**PROBLEM DETAILS**. List each line below that contains the word "green".

** start of INFORMATION GIVEN **

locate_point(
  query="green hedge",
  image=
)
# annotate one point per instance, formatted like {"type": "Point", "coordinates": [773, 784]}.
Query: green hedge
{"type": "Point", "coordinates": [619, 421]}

** end of INFORMATION GIVEN **

**EXERCISE RESULT**.
  query="green hedge",
Query: green hedge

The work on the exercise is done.